• YOUR ASSIGNMENT: Restate every record that follows, keeping it exact.

★ ★ ★ ★

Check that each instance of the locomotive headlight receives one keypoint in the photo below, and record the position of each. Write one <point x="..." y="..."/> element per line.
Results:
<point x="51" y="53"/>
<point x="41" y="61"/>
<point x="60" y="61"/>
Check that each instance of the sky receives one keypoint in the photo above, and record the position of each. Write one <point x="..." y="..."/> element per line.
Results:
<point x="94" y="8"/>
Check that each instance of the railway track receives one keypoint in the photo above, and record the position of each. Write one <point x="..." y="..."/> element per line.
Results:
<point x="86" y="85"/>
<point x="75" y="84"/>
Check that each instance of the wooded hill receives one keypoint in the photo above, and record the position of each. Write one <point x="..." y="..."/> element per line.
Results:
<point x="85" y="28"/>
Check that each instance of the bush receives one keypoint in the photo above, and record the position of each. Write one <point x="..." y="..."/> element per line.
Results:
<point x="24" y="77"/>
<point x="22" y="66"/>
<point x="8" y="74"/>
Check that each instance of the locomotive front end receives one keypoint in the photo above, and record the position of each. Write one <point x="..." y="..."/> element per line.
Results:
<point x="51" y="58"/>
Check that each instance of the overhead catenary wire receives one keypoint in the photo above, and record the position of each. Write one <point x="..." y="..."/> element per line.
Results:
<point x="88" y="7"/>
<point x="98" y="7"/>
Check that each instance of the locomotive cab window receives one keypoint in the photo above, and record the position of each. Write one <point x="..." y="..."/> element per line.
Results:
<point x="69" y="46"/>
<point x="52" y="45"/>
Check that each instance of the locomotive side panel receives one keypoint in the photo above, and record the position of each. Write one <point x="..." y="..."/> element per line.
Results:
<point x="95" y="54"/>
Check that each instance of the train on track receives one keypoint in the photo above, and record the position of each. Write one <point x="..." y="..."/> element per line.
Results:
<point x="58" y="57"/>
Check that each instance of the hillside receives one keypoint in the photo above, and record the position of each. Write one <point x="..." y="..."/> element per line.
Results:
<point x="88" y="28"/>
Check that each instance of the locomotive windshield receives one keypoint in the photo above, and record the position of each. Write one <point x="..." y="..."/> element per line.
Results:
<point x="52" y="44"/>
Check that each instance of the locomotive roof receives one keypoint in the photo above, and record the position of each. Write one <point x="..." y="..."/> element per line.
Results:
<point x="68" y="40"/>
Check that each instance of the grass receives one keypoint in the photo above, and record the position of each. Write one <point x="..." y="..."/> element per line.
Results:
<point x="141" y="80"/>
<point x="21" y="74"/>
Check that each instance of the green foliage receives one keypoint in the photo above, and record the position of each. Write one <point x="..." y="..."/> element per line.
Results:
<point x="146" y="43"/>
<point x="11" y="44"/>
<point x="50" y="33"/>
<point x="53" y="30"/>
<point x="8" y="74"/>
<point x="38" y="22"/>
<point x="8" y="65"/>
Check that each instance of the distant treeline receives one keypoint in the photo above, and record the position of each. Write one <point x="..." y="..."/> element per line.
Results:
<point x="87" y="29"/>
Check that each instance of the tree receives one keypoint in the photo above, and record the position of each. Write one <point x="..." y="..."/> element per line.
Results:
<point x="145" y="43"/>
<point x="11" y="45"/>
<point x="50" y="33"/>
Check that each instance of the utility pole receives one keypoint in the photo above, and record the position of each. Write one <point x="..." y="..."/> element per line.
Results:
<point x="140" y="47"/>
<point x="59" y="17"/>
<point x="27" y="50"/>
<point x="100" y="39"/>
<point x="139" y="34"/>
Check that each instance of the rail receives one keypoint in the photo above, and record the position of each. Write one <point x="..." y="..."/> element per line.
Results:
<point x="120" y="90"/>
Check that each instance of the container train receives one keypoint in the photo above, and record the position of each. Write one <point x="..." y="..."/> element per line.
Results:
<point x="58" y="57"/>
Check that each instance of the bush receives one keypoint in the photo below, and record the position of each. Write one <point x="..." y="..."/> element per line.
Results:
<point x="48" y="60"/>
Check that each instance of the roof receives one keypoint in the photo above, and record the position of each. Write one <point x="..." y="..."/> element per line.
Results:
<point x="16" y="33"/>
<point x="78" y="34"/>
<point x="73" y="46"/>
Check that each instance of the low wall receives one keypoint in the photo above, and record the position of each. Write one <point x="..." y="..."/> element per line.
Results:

★ ★ ★ ★

• THE COMPLETED TASK:
Check that each instance of the locomotive headlight receives one keypoint in the photo below, and record the position of each. Write one <point x="..." y="..."/> element per line.
Results:
<point x="51" y="53"/>
<point x="41" y="61"/>
<point x="60" y="61"/>
Check that each instance of the sky receives one keypoint in the photo above, and record the position of each. Write one <point x="..." y="..."/> element per line.
Results:
<point x="94" y="8"/>
Check that each instance of the railway track receives one keypoint in the photo above, and record the position of each. Write one <point x="..." y="..."/> element per line.
Results:
<point x="86" y="85"/>
<point x="75" y="84"/>
Check that each instance of the wooded hill receives one keypoint in the photo above, and record the position of each. Write one <point x="..." y="..."/> element per line.
Results:
<point x="85" y="28"/>
Check that each instance of the bush receives one keypoint in the photo above, and record the position of each. Write one <point x="..." y="..."/> element per line.
Results:
<point x="24" y="77"/>
<point x="22" y="66"/>
<point x="8" y="74"/>
Check that each instance of the locomotive front end receives one keypoint in the photo above, and record the position of each. Write one <point x="..." y="..."/> element per line.
Results:
<point x="51" y="58"/>
Check that each instance of the overhead catenary wire receives one keypoint in the photo above, and record the position of each. Write one <point x="..." y="..."/> element per line.
Results:
<point x="88" y="7"/>
<point x="98" y="7"/>
Check that each instance of the locomotive cab window receives one keypoint in the photo above, and record the position of each. Write one <point x="..." y="..."/> element per line.
Results:
<point x="69" y="46"/>
<point x="52" y="45"/>
Check that each instance of the locomotive side panel receives one keypoint in the photo above, and record the position of each. Write one <point x="..." y="..."/> element per line.
Results:
<point x="95" y="54"/>
Check that each instance of the train on track receives one keypoint in the photo above, and record the position of each. Write one <point x="..." y="..."/> element per line.
Results:
<point x="58" y="57"/>
Check that each instance of the hillside receives one keypoint in the photo above, and record the position of each. Write one <point x="..." y="..."/> element per line.
Results:
<point x="88" y="28"/>
Check that each instance of the locomotive windshield receives one keypoint in the photo above, and record the position of each. Write one <point x="..." y="..."/> element per line.
Results:
<point x="52" y="44"/>
Check that each instance of the locomotive roof receives one keypoint in the photo above, and record the position of each. Write one <point x="..." y="..."/> element per line.
Results:
<point x="68" y="40"/>
Check that each instance of the grass receives one keypoint in the photo above, and record the position of each. Write one <point x="..." y="..."/> element per line.
Results:
<point x="141" y="80"/>
<point x="21" y="74"/>
Check that each instance of the green foliage receives one keypoint in the photo above, and record the position of each. Write one <point x="..." y="..."/> element per line.
Results:
<point x="146" y="43"/>
<point x="11" y="44"/>
<point x="50" y="33"/>
<point x="53" y="30"/>
<point x="8" y="74"/>
<point x="38" y="22"/>
<point x="8" y="65"/>
Check that each instance of the distant treeline receives one keypoint in the photo above, and record the position of each. Write one <point x="..." y="..."/> element per line.
Results:
<point x="87" y="29"/>
Check that each instance of the tree receives one keypoint in the photo above, and record the position of each. Write one <point x="..." y="..."/> element per line.
Results:
<point x="145" y="43"/>
<point x="11" y="45"/>
<point x="50" y="33"/>
Check that each instance of the utility pole receives one keypoint in the photo above, and record the position of each. Write one <point x="..." y="..."/> element per line.
Results:
<point x="140" y="47"/>
<point x="59" y="17"/>
<point x="27" y="50"/>
<point x="100" y="39"/>
<point x="139" y="34"/>
Check that each instance of the rail receives one keypoint in the photo above, and record the position of each. Write one <point x="..." y="..."/> element per line.
Results:
<point x="120" y="90"/>
Check that each instance of the container train receives one keypoint in the photo above, and record the position of each. Write one <point x="..." y="..."/> element per line.
Results:
<point x="58" y="57"/>
Check that each instance of the bush receives one keypoint in the photo below, and record the position of each. Write one <point x="..." y="..."/> element per line.
Results:
<point x="48" y="60"/>
Check that each instance of the roof receives one keypoint in the photo above, and record the position of each. Write one <point x="..." y="..."/> element per line.
Results:
<point x="16" y="33"/>
<point x="78" y="34"/>
<point x="73" y="46"/>
Check that each instance of the low wall receives one keypoint in the photo above, and record the position of each. Write one <point x="..." y="..."/> element per line.
Results:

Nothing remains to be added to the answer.